# Da svolgere
- 1) Rispondi alle seguenti domande sul testo relativo a Maria nell'arte cristiana.
(a) Su che cosa è imperniata l'immagine di Maria come madre offerta dall'arte cristiana?
(b) Quali due artisti sono citati per le loro scene della Natività?
(c) In che modo è presentato Cristo in quelle scene?
- 2) Spiega in una o due frasi perché, secondo il testo su Maria nell'arte cristiana, l'amore meditativo con cui Maria contempla Cristo assume il carattere di una "illuminazione".
- 3) Prosegui il testo su Maria nell'arte cristiana a partire dall'ultima frase riportata.

L’immagine che, attraverso i secoli, l’arte cristiana offre di Maria come madre è imperniata sull’amore e sull’interiorità contemplativa. Sentiamo in innumerevoli immagini dal medioevo in poi che l’artista abbia voluto illustrare l’atteggiamento descritto da Luca quando, raccontando l’adorazione offerta al neonato da alcuni pastori, dice che «Maria, da parte sua, serbava queste cose, meditandole nel suo cuore» (2, 19). Il silenzio di chi serba e medita cose straordinarie avvolge Maria in scene della Natività di Geertgen tot Sint Jans e Georges de La Tour, ad esempio, e nell’una come nell’altra l’ambientazione notturna permette all’artista di insistere sull’intimità del momento. Nell’una e nell’altra Cristo è presentato come luce raggiante, e l’amore meditativo con cui Maria lo contempla assume quindi il carattere di una “illuminazione”.

# Dati forniti
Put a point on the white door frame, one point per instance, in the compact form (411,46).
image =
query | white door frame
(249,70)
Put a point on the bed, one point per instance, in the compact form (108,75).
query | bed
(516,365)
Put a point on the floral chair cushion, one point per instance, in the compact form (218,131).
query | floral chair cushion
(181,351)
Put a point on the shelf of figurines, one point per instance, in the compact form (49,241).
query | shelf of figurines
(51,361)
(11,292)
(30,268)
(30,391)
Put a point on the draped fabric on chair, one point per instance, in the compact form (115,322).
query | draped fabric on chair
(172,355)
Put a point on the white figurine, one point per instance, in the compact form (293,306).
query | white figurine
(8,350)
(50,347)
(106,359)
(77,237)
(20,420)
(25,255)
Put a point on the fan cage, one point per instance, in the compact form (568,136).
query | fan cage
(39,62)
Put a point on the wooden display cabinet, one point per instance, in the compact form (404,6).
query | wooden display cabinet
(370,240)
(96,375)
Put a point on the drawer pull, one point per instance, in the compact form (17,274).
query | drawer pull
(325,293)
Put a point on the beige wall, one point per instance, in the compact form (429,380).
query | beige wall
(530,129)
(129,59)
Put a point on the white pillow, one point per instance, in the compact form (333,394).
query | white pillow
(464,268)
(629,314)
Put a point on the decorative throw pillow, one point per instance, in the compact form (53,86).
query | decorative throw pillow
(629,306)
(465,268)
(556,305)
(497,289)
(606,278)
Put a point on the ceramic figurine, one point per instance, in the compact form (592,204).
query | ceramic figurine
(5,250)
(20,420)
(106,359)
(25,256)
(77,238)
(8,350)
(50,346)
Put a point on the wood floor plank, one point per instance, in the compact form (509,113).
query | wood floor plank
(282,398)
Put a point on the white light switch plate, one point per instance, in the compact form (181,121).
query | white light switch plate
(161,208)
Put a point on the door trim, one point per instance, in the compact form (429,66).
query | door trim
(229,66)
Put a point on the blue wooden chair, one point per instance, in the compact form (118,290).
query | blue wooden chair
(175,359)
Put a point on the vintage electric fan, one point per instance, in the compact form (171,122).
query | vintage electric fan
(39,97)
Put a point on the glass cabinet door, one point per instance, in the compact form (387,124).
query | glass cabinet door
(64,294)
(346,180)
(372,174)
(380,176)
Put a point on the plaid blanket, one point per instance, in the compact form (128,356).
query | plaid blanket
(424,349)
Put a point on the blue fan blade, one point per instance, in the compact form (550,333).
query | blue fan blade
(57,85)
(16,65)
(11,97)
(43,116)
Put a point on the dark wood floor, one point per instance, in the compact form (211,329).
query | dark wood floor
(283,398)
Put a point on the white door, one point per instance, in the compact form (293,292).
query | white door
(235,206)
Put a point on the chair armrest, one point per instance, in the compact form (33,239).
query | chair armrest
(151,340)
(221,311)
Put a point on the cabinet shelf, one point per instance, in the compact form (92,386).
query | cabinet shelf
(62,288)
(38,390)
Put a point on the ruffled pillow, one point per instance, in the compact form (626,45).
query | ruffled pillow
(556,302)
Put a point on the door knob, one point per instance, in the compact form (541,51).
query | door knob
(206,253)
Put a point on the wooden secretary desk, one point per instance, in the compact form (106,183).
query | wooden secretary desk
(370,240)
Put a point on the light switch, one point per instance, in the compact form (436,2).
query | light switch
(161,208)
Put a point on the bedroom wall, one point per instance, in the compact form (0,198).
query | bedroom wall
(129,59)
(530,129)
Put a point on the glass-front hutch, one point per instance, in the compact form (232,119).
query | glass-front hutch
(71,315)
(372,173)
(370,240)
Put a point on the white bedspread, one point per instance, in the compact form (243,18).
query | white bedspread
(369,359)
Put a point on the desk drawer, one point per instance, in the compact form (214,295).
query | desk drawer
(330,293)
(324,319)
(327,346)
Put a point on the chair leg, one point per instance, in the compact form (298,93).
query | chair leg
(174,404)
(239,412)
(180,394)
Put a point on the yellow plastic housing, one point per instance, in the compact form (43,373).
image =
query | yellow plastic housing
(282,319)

--

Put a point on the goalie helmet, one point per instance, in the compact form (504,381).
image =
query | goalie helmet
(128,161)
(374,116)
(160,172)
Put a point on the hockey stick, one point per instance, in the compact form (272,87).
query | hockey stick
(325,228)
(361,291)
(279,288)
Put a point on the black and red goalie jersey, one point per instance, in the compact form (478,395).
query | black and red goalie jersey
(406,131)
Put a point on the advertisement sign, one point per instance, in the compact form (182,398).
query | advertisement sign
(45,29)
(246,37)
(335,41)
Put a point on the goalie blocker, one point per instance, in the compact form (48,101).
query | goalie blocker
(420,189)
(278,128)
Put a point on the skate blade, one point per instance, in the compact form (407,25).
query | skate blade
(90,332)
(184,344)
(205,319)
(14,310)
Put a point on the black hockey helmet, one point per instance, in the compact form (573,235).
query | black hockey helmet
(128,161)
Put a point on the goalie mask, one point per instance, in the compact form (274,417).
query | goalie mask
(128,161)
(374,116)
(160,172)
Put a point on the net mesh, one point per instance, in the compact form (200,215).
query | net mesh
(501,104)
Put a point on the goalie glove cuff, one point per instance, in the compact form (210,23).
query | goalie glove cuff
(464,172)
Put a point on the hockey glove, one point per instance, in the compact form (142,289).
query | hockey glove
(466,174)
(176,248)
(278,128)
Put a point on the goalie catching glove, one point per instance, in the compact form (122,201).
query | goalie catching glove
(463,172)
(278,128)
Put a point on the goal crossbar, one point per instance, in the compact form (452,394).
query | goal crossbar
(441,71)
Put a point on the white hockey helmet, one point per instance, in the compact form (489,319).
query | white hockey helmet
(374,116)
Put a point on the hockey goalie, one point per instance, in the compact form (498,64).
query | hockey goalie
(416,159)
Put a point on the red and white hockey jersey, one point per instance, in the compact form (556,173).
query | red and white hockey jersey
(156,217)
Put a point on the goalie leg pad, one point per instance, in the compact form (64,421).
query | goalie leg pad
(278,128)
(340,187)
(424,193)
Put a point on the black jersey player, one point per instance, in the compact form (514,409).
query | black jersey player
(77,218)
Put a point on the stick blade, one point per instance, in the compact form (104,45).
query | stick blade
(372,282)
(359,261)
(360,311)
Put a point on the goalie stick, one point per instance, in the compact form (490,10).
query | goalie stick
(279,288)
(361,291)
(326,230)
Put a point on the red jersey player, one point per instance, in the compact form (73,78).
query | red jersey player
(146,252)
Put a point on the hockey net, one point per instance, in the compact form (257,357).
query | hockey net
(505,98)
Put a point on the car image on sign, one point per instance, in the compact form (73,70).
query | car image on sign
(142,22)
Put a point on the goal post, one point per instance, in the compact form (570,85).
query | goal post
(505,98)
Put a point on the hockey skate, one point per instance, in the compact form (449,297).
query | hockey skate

--

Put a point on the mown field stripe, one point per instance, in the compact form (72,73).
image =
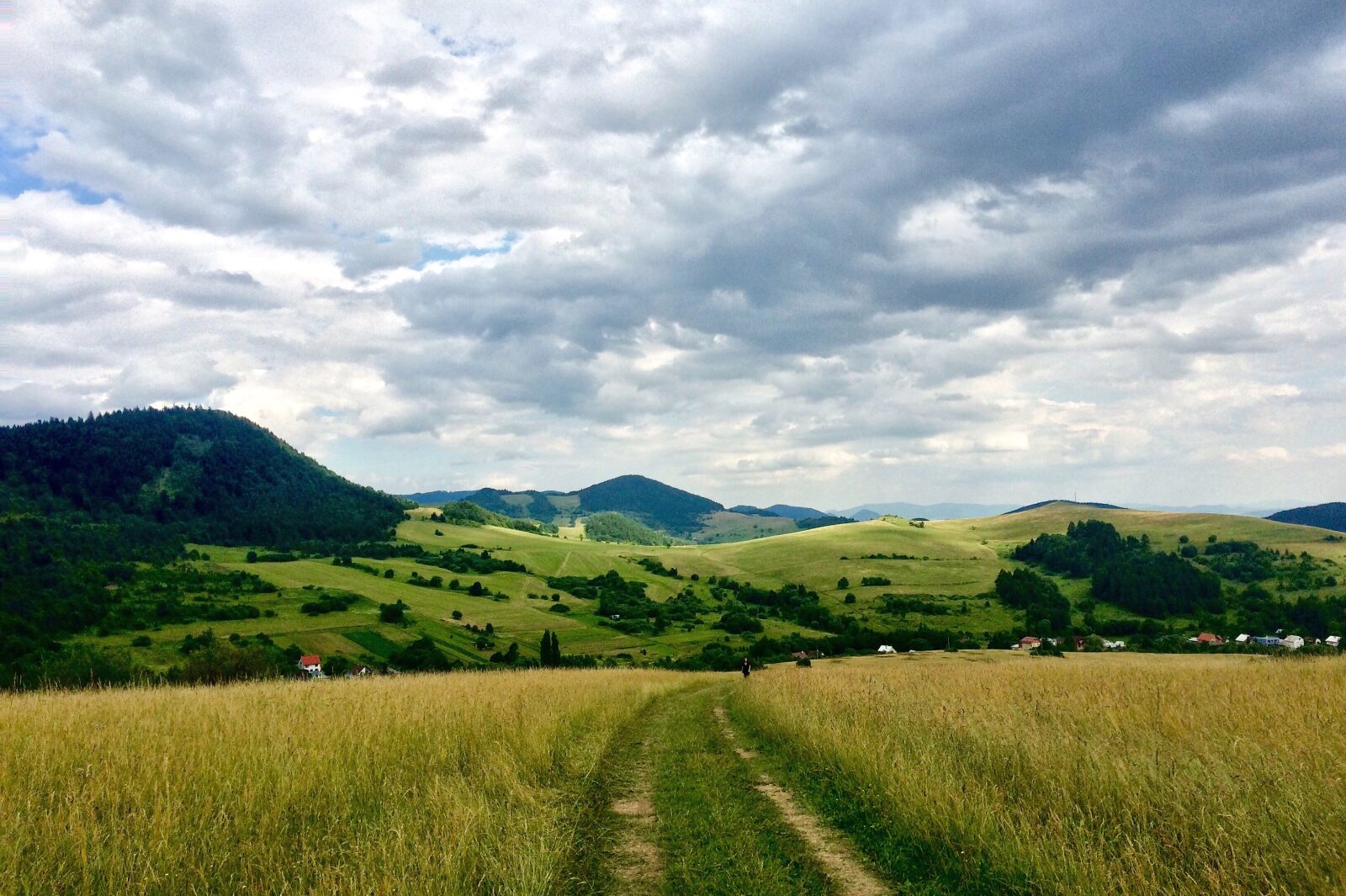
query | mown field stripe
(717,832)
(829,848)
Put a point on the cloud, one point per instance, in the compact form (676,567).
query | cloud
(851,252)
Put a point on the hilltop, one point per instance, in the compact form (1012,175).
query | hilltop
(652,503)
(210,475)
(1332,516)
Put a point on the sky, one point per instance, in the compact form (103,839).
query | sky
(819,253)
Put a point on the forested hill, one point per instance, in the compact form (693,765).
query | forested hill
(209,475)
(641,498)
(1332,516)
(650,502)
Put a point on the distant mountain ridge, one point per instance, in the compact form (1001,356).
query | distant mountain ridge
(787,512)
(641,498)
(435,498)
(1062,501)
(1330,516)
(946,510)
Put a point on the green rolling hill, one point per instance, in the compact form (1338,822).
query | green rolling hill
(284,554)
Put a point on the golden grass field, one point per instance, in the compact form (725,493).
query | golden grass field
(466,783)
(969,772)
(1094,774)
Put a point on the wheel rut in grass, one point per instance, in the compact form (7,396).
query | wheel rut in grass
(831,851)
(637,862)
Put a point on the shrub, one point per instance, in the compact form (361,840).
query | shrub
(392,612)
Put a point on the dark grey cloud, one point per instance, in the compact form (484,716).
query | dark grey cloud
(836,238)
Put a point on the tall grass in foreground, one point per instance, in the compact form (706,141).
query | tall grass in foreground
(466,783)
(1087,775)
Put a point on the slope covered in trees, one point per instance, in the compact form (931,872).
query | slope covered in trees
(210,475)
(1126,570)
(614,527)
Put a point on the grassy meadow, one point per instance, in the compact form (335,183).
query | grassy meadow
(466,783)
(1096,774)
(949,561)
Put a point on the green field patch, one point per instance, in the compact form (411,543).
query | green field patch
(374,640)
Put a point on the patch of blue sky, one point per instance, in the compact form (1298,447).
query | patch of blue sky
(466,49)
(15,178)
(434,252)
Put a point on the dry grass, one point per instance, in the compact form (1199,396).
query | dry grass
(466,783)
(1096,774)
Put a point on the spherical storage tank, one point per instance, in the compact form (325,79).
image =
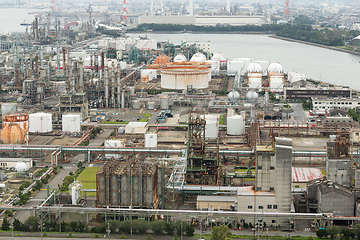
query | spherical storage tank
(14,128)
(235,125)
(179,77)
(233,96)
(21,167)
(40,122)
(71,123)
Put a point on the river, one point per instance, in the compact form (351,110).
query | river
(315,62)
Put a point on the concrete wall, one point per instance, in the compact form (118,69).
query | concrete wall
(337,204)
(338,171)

# Soluzioni dell'esercizio
- 1)
(a) Sull'amore e sull'interiorità contemplativa.
(b) Geertgen tot Sint Jans e Georges de La Tour.
(c) Come luce raggiante.

- 2) In entrambe le scene della Natività Cristo è presentato come luce raggiante. Per questo l'amore meditativo con cui Maria lo contempla assume il carattere di una "illuminazione".

- 3)
Nell’iconografia cristiana, Maria che serba e medita il mistero del suo Figlio è anche al centro della fuga in Egitto, un soggetto che il Vangelo associa invece con san Giuseppe. In una versione del tema dipinta dal Beato Angelico, ad esempio, due iscrizioni spiegano l’evento, una in senso letterale, l’altra in senso mariano. Quella inferiore riporta il passo del Vangelo in cui l’angelo ordina a Giuseppe di alzarsi dal sonno, prendere il bambino e la madre e fuggire in Egitto (Matteo, 2, 13); quella superiore offre invece una frase dell’Antico Testamento, «Errando, fuggirei nel deserto, abiterei nel deserto» (Salmi, 55 [54], 8), in allusione alla «donna vestita di sole» dell’Apocalisse che «fuggì nel deserto, ove Dio le aveva preparato un rifugio» (12, 6). È la più importante delle due citazioni, perché, mentre quella inferiore è solo una didascalia, questa offre una chiave di lettura, poeticamente associando la figura di Maria che stringe Gesù al petto con il salmista che, deluso dalla duplicità degli uomini e del mondo chiede: «Chi mi darà ali come di colomba, per volare e trovare riposo? Ecco, errando fuggirei lontano, abiterei nel deserto. Riposerei in un luogo di riparo dalla furia del vento e dell’uragano» (Salmi, 55 [54], 7-9). Così Maria che porta Cristo “in solitudine” diventa figura di ogni anima che cerca la pace interiore lontano dai clamori del mondo: figura del contemplativo, figura del monaco e del religioso.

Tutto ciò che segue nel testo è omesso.